15 января 2021 года – 130 лет со дня рождения Осипа Мандельштама, великого русского поэта и жертвы Большого террора; в возрасте 47 лет в 1938 году он погиб в пересыльном лагере. Накануне памятной даты в Екатеринбурге на железнодорожном вокзале была открыта мемориальная доска Осипу и Надежде Мандельштамам. О том, что пришлось пережить и преодолеть инициаторам установки памятного знака, рассказывает корреспондент Радио Свобода.
"Чего ты жалуешься, поэзию уважают только у нас – за неё убивают. Ведь больше нигде за поэзию не убивают", – сказал однажды Осип Мандельштам своей жене Надежде. На вокзале в Екатеринбурге супруги провели весь день 1 июня 1934 года, под надзором двух вооруженных конвоиров. Это была промежуточная остановка на пути в ссылку в Чердынь – маленький город в трехстах километрах от Перми. Город Екатеринбург тогда назывался Свердловском.
Приговор о высылке в Чердынь поэт получил за свое знаменитое стихотворение "Мы живем, под собою не чуя страны", написанное в 1933 году. Надежда Яковлевна последовала туда за ним добровольно.
☆ ☆ ☆ ☆ ☆ ☆ ☆
• [Поставленное задание] Пожалуйста, выпишите дословно часть текста о Мандельштаме выше, начиная со слов «15 января 2021» и до слов «корреспондент Радио Свобода.» включительно.

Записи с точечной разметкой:
☆ ☆ ☆ ☆ ☆ ☆ ☆
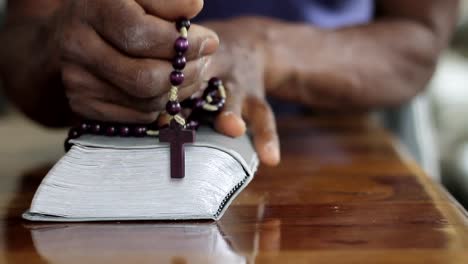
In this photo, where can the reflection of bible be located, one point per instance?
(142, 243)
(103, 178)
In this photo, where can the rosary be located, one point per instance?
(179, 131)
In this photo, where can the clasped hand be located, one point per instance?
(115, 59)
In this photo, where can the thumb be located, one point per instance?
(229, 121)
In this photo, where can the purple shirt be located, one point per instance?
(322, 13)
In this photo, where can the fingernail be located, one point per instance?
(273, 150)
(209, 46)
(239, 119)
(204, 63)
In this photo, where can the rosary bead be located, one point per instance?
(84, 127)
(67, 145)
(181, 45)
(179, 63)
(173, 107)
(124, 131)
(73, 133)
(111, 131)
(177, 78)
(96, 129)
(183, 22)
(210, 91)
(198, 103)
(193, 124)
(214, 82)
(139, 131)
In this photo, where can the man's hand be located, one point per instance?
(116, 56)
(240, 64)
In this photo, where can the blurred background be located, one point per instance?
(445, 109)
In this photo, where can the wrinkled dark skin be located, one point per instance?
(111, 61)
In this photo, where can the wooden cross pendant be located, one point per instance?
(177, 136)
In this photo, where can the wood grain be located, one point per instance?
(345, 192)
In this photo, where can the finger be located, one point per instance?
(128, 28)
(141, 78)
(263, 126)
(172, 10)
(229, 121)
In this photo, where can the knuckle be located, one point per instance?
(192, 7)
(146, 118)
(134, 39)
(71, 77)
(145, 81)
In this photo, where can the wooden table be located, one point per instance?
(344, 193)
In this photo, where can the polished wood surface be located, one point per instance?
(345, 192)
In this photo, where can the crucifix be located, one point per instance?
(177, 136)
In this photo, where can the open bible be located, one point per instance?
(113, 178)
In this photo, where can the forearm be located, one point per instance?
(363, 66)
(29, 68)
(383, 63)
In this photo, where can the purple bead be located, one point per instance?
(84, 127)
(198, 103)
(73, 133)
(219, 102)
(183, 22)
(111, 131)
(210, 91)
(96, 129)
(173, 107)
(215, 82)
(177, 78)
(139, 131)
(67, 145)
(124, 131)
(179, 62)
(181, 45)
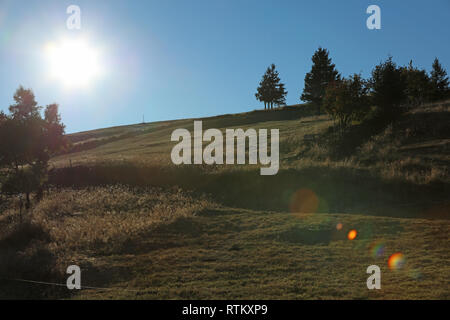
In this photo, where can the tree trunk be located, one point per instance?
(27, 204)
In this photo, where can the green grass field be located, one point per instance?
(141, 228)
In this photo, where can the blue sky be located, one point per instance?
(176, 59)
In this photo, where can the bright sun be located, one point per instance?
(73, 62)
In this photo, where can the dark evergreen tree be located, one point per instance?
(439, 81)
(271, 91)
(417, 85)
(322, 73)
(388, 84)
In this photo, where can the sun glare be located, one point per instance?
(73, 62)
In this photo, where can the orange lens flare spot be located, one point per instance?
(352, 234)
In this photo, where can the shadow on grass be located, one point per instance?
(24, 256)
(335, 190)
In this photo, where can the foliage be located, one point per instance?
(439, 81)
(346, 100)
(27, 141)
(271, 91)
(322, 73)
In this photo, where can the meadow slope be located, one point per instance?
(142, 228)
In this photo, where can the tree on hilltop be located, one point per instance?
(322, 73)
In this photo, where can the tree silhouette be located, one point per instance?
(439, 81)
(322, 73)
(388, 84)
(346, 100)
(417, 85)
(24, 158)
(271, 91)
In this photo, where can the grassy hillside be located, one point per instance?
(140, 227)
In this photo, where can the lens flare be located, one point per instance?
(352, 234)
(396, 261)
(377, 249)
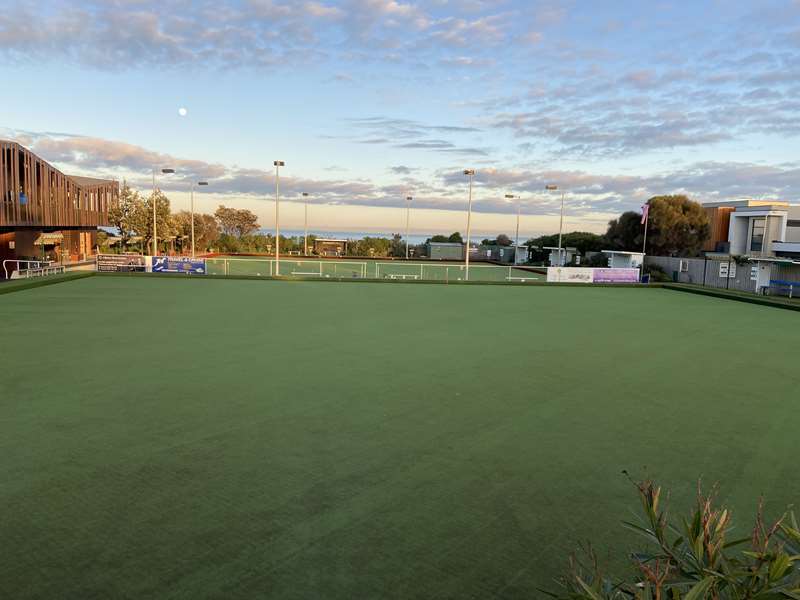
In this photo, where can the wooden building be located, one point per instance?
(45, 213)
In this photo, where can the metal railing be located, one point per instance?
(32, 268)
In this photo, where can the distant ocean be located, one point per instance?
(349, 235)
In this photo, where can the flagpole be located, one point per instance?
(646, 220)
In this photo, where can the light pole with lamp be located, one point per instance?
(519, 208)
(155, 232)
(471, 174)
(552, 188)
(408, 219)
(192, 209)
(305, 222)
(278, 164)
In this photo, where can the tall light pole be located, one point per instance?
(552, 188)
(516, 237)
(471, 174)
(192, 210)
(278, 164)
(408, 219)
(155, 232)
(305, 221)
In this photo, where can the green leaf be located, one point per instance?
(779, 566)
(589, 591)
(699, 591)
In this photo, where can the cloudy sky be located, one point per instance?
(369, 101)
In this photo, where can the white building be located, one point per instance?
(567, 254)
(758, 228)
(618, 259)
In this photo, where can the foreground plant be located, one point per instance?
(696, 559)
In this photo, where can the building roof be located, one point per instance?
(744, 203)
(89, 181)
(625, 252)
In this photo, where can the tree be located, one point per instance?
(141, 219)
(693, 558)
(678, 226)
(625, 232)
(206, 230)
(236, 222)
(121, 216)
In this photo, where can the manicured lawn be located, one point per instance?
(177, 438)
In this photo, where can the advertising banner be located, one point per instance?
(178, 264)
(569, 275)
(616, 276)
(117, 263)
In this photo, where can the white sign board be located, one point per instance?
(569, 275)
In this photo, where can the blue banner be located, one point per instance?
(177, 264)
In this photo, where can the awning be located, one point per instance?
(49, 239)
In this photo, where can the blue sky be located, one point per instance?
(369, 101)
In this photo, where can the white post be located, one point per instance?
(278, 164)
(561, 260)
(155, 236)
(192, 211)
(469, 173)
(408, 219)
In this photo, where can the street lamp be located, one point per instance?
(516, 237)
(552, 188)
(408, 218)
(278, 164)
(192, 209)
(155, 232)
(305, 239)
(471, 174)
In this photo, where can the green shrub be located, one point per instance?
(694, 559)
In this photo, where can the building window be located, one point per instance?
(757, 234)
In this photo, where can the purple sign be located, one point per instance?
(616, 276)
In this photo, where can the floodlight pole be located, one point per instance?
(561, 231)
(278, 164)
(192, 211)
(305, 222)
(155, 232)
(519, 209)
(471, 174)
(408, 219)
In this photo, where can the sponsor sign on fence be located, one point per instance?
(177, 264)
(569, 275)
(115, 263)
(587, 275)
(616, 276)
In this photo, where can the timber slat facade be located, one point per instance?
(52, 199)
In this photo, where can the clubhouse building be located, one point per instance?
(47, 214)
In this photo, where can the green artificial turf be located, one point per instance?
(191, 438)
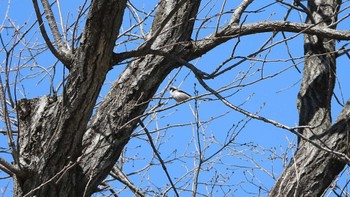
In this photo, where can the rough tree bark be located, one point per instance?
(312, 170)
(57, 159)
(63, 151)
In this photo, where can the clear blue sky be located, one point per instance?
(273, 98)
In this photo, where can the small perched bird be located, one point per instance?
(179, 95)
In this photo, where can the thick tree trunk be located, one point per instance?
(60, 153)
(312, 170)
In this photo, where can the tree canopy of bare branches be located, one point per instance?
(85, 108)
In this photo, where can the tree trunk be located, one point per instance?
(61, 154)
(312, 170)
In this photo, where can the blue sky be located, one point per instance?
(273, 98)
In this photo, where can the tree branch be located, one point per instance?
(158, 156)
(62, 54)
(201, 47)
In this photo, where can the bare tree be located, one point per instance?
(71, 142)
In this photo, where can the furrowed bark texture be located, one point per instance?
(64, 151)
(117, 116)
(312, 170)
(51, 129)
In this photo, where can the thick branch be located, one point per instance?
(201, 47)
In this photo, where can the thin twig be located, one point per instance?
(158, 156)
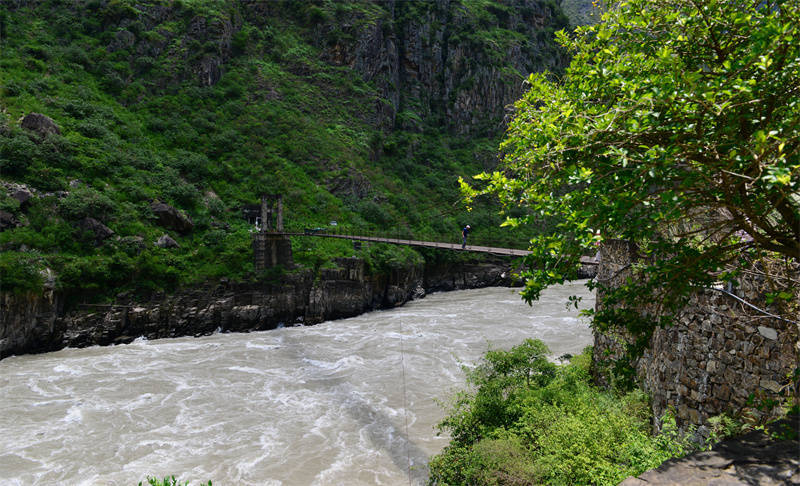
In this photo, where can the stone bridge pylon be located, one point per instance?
☆ ☆ ☆ ☆ ☆ ☆ ☆
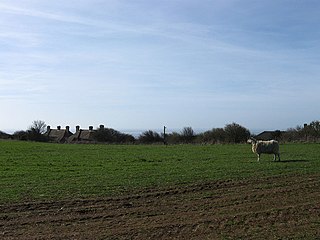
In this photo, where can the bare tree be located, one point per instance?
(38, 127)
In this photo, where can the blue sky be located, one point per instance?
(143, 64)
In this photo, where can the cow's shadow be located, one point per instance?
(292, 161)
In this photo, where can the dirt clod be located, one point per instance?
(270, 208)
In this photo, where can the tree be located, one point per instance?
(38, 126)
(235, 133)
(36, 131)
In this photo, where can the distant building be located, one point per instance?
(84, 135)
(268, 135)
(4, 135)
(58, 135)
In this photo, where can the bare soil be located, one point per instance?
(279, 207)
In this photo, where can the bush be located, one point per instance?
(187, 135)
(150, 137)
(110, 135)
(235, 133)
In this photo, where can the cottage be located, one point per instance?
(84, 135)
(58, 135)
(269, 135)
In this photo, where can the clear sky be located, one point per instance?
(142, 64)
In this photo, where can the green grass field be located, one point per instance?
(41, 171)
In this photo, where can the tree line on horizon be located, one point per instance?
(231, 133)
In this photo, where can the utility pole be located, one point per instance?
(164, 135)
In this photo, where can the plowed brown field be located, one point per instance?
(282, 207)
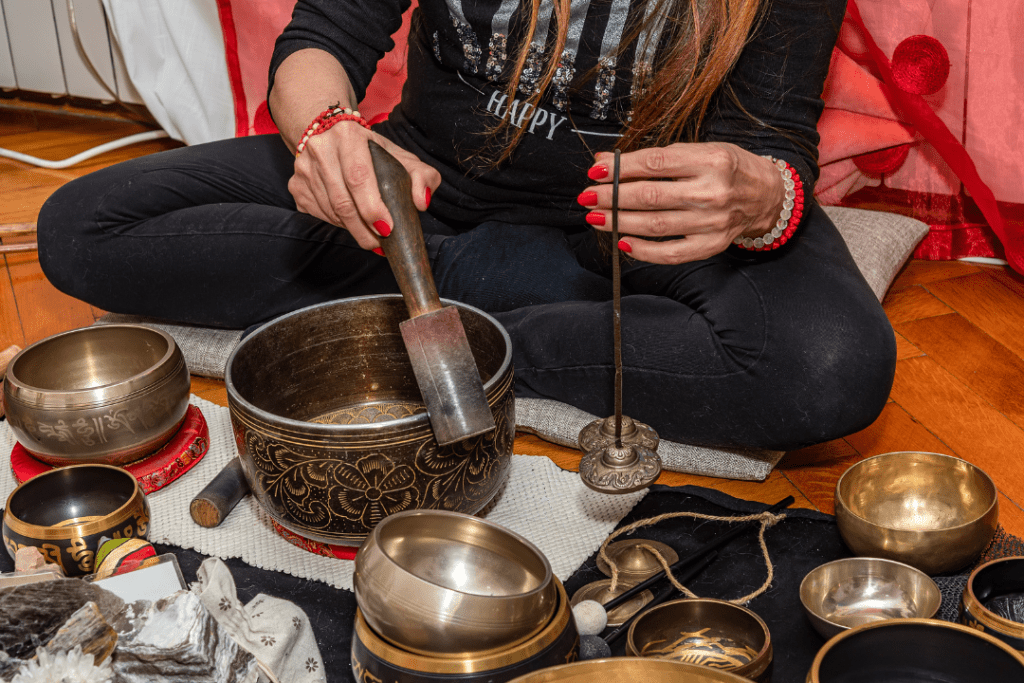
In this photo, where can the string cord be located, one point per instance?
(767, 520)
☆ ☆ ☆ ☆ ☆ ☆ ☆
• [Полный ответ]
15 января 2021 года – 130 лет со дня рождения Осипа Мандельштама, великого русского поэта и жертвы Большого террора; в возрасте 47 лет в 1938 году он погиб в пересыльном лагере. Накануне памятной даты в Екатеринбурге на железнодорожном вокзале была открыта мемориальная доска Осипу и Надежде Мандельштамам. О том, что пришлось пережить и преодолеть инициаторам установки памятного знака, рассказывает корреспондент Радио Свобода.